32    In these circumstances, in the face of the apparent generality of application of r 42.22 of the Rules and in the absence of either party submitting that this generality ought to be read down the better course, in my view, in a case touching upon personal liberty is to proceed on the basis that the jurisdiction does indeed exist. It is, in light of the illusory nature of the distinction between civil and criminal contempts referred to in Witham v Holloway, in a passage so recently cited with approval by the High Court in CFMEU v Boral Resources, hardly satisfactory that there be even an interrogative note as to whether, depending upon whether the contempt is classified as civil or criminal, the Court has jurisdiction to order early release where that punishment is imprisonment. No such note exists now in the United Kingdom in light of s 14(1) of the Contempt of Court Act. At least in this respect, this is a subject Parliament might well consider, as did its counterpart at Westminster, ripe for law reform so as to introduce clarity and consistency in this branch of the Law.

33    Reference was made on behalf of Mr Foster to a suggested additional source of power to order his early release – s 23 of the Federal Court of Australia Act. That section provides:

Making of orders and issue of writs

The Court has power, in relation to matters in which it has jurisdiction, to make orders of such kinds, including interlocutory orders, and to issue, or direct the issue of, writs of such kinds, as the Court thinks appropriate.

There is a superficial attraction in this submission but that attraction has Siren-like qualities, apparent on a closer reading of s 23. The generality of conferral of power is predicated upon there being a matter in which the Court has jurisdiction. If, for the reasons given by Powell JA in dissent in Young v Registrar, the Court is functus officio once a sentence in respect of a criminal contempt has been imposed, s 23 would be of no assistance, because there would be no matter in respect of which the Court any longer had jurisdiction. That section is a source of power within jurisdiction, not a source of jurisdiction. This acknowledged, proceeding as I do on the basis that there is jurisdiction to entertain an application for Mr Foster’s early release, s 23 is a source of power to make such orders related to that release as are just in the particular circumstances of his case.

Problems:
- a) Answer these questions from the judgment excerpt on early release from imprisonment for contempt, one line each:
(i) Under which Act does s 14(1) mean no such note exists in the United Kingdom?
(ii) Which section of the Federal Court of Australia Act was relied on for Mr Foster?
(iii) Whose dissenting reasons in Young v Registrar are mentioned?
- b) Continue the judgment excerpt on Mr Foster's early release from where it stops.

Dataset entries:
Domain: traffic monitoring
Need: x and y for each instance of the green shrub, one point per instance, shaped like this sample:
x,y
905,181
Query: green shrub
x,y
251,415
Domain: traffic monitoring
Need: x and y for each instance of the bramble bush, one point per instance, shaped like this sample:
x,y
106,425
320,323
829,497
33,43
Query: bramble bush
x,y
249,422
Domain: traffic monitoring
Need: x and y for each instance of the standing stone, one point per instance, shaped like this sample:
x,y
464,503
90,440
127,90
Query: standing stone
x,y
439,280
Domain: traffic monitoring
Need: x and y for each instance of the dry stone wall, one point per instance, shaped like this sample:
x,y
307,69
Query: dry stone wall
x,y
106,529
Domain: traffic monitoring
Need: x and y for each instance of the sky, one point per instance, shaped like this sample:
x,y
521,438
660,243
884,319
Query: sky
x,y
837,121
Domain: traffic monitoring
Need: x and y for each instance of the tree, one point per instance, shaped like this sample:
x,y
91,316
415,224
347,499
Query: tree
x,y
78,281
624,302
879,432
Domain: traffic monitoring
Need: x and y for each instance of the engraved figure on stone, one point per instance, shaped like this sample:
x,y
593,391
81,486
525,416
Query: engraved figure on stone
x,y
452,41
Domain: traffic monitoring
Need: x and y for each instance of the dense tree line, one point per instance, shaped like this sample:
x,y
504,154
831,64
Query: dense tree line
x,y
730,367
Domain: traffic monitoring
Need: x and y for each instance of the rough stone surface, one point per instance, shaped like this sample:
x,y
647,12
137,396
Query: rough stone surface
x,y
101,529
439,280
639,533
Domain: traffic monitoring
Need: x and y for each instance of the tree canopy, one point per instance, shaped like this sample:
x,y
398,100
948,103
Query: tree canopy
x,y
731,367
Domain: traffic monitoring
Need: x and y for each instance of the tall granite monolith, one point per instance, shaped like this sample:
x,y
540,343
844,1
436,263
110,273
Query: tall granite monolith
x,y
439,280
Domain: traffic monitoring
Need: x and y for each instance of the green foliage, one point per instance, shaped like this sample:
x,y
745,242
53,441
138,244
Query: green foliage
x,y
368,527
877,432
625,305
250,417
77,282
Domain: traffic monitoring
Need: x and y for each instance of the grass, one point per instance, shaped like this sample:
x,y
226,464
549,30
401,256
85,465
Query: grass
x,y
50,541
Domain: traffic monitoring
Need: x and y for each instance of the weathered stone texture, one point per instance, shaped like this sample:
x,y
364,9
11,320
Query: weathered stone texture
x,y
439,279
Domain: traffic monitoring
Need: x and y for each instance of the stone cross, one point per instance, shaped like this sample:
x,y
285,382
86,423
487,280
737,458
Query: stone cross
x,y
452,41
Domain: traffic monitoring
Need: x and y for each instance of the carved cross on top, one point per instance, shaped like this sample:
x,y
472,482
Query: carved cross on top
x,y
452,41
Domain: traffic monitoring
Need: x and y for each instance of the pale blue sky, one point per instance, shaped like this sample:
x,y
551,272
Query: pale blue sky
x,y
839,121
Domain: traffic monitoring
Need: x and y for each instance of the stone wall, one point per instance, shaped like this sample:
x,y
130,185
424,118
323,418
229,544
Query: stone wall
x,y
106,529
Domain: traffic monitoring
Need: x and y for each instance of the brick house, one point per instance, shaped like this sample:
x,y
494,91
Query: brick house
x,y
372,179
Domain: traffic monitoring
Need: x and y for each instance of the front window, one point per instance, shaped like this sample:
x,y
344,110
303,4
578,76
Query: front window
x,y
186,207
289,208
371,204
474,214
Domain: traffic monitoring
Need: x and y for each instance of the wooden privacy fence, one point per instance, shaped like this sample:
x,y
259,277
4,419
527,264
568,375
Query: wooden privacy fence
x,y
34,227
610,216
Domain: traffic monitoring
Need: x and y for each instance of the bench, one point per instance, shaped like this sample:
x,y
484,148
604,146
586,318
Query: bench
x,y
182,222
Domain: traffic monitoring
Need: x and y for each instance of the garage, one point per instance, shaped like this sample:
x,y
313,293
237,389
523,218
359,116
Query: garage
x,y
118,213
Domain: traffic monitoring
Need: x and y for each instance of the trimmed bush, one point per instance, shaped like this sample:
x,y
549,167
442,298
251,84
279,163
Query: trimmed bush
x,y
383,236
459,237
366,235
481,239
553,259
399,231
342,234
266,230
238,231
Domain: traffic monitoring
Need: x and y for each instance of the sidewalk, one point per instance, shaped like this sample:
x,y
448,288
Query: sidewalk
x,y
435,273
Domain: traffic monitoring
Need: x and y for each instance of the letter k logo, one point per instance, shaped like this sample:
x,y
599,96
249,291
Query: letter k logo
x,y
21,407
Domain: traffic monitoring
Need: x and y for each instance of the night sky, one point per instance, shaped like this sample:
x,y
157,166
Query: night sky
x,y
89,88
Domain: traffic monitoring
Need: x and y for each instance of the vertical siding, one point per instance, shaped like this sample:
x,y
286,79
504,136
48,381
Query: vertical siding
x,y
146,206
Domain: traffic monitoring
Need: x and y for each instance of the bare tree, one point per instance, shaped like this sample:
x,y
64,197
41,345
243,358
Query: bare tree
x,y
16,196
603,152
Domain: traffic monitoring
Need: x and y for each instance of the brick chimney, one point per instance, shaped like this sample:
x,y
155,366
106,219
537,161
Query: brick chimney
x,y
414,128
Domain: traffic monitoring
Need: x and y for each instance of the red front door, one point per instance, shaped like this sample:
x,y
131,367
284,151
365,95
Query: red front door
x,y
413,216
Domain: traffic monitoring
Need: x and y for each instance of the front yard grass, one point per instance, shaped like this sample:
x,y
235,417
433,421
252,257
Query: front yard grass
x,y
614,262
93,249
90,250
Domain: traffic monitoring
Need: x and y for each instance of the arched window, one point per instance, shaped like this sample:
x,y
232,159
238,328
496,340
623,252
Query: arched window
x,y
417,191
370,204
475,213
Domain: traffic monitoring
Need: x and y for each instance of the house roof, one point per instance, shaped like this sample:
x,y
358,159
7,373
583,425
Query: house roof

Answers to the problems:
- a)
(i) The Contempt of Court Act
(ii) Section 23
(iii) Powell JA

- b)
34    On the basis that there is jurisdiction, much assistance is, in my respectful opinion, to be gained in its relation to the exercise from observations made in CJ v Flintshire BC.

35    In CJ v Flintshire BC each of their Lordships referred to the difference between a coercive order made in respect of a particular contempt and a contempt grounded in a breach of a prohibitory order. Mr Foster, I interpolate, breached a prohibitory order. The sentence imposed upon him was first and foremost punitive with its coercive element confined to conduct after his release from imprisonment. Mr Foster’s imprisonment has doubtless in practice had a protective effect in that it renders the repetition by him of conduct of the kind that led to his breaching the Court’s orders difficult if not impossible while he is in prison. “Protective custody” of this kind was not though a basis for his imprisonment in respect of his contempts.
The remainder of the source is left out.